Excerpts from a dataset:
+---+
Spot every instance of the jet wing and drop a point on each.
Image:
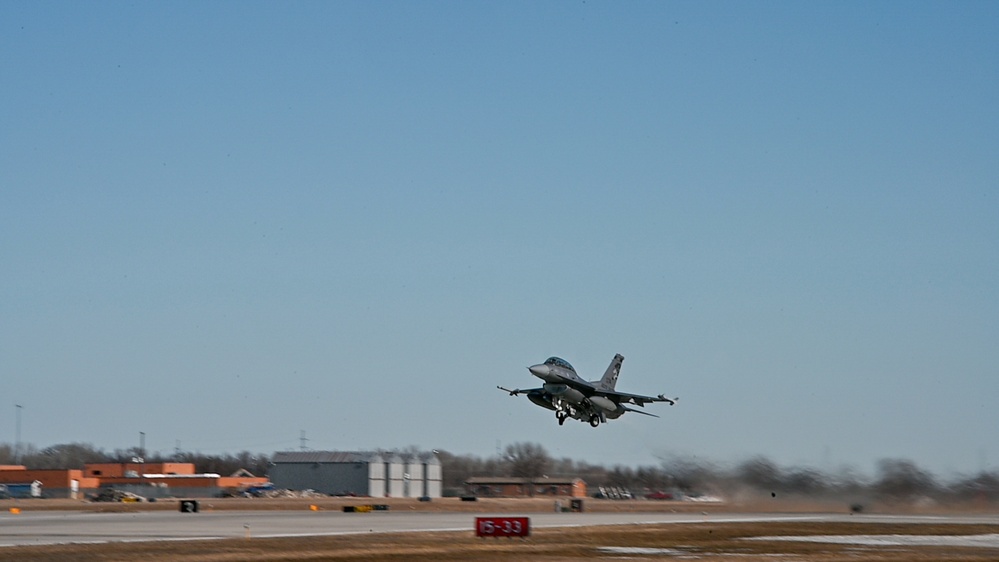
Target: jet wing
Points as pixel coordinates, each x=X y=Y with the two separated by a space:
x=620 y=397
x=517 y=391
x=636 y=399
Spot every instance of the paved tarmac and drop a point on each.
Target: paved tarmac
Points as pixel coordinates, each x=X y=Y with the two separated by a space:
x=43 y=528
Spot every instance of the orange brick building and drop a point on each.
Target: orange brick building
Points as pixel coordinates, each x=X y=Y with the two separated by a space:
x=153 y=480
+---+
:: Problem to work on ::
Reproduce nothing but the lines from the line containing "Target: jet wing" to the last line of the data, each exactly as written.

:: Response to this exercise ::
Target: jet wing
Points as pixel coordinates, each x=X y=Y with the two separated by a space:
x=620 y=397
x=517 y=391
x=636 y=399
Spot every instance of the paved tarmac and drop a point on each.
Target: paved tarmac
Points as pixel coordinates, each x=X y=Y with the two separated by a space:
x=43 y=528
Spot every instance of the orange brick building and drop a point on each.
Target: orange brick building
Points as pixel coordinates, each x=X y=Y with the two separated by a space:
x=153 y=480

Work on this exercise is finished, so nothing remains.